--- Directions ---
Print out all of the data below, keeping it identical to the original.

--- Data records ---

______

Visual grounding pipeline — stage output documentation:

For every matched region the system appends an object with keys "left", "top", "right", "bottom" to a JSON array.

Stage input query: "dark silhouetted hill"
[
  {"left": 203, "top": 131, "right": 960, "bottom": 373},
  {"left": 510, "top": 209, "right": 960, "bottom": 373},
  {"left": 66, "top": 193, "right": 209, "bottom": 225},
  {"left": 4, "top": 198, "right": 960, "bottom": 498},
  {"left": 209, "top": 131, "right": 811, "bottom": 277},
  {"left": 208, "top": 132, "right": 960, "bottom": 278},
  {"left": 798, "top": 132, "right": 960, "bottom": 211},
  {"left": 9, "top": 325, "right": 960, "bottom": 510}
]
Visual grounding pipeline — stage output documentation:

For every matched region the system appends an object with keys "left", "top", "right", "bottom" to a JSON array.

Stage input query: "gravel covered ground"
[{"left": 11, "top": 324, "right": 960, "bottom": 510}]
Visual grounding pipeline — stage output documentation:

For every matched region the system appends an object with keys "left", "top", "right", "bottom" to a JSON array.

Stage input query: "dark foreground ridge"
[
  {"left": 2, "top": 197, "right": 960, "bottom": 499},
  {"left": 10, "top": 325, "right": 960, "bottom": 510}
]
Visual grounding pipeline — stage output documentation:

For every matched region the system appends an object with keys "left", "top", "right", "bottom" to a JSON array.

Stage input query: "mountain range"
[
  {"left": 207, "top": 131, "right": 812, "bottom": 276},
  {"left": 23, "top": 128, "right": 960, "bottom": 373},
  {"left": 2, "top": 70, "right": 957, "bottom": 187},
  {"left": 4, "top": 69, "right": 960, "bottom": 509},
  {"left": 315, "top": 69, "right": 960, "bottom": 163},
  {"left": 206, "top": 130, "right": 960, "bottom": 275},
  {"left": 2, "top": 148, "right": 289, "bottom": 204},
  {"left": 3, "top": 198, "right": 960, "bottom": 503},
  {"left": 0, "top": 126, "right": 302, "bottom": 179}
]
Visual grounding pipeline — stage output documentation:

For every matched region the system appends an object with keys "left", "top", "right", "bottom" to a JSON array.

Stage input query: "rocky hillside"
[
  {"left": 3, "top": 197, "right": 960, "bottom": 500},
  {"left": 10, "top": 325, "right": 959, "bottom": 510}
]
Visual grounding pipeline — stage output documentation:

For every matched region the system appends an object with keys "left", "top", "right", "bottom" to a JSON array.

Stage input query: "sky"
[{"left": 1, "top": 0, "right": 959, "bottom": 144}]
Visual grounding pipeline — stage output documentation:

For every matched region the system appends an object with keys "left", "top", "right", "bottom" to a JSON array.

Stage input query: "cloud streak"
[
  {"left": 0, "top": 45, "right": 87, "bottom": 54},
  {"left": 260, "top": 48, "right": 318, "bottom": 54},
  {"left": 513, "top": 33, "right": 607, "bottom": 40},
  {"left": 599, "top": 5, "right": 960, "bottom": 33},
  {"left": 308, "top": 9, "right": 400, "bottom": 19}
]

______

--- Output ---
Visual grounding pipeline — stage output documentation:

For every matched region the system appends an object with keys "left", "top", "right", "bottom" to a JSON array.

Stage input query: "dark silhouetted hill"
[
  {"left": 203, "top": 131, "right": 960, "bottom": 373},
  {"left": 510, "top": 209, "right": 960, "bottom": 373},
  {"left": 66, "top": 193, "right": 209, "bottom": 225},
  {"left": 4, "top": 198, "right": 960, "bottom": 498},
  {"left": 209, "top": 131, "right": 811, "bottom": 277},
  {"left": 208, "top": 132, "right": 960, "bottom": 278},
  {"left": 798, "top": 132, "right": 960, "bottom": 211},
  {"left": 9, "top": 325, "right": 960, "bottom": 510}
]
Visual grounding pipeline — stage output documentation:

For every matched region the system appends an object with keys "left", "top", "right", "bottom" to a JSON array.

Stage input query: "gravel covered ground"
[{"left": 11, "top": 324, "right": 960, "bottom": 510}]
Visual grounding pipeline — stage output documentation:

For every matched region the system appends an object with keys "left", "top", "right", "bottom" to a JSON array.

Stage input query: "dark foreground ridge"
[
  {"left": 2, "top": 197, "right": 960, "bottom": 499},
  {"left": 10, "top": 325, "right": 960, "bottom": 510}
]
Visual grounding pipeline — stage output documentation:

For every matched region the system appends an object with keys "left", "top", "right", "bottom" to a JSON array.

Stage input query: "mountain range"
[
  {"left": 207, "top": 131, "right": 812, "bottom": 276},
  {"left": 23, "top": 128, "right": 960, "bottom": 373},
  {"left": 2, "top": 70, "right": 957, "bottom": 187},
  {"left": 4, "top": 69, "right": 960, "bottom": 509},
  {"left": 315, "top": 69, "right": 960, "bottom": 163},
  {"left": 206, "top": 130, "right": 960, "bottom": 275},
  {"left": 2, "top": 148, "right": 289, "bottom": 204},
  {"left": 3, "top": 198, "right": 960, "bottom": 503},
  {"left": 0, "top": 126, "right": 302, "bottom": 179}
]
Visual grounding pipeline — stage output documentation:

For every matched region the system appends an object with keys "left", "top", "right", "bottom" to a JSON array.

Stage input query: "rocky hillside"
[
  {"left": 3, "top": 197, "right": 960, "bottom": 500},
  {"left": 10, "top": 325, "right": 959, "bottom": 510}
]
Visual grounding pipeline — stage output documentation:

For every matched region the system appends an object with keys "left", "top", "right", "bottom" to a JSON array.

Stage input query: "sky"
[{"left": 1, "top": 0, "right": 959, "bottom": 144}]
Visual grounding pipeline — stage output documentation:

For every matched region the system appends an object with keys "left", "top", "right", "bottom" to a JSON array.

Stage input query: "cloud streak"
[
  {"left": 0, "top": 45, "right": 87, "bottom": 54},
  {"left": 260, "top": 48, "right": 318, "bottom": 54},
  {"left": 513, "top": 33, "right": 607, "bottom": 40},
  {"left": 599, "top": 5, "right": 960, "bottom": 33},
  {"left": 308, "top": 9, "right": 400, "bottom": 19}
]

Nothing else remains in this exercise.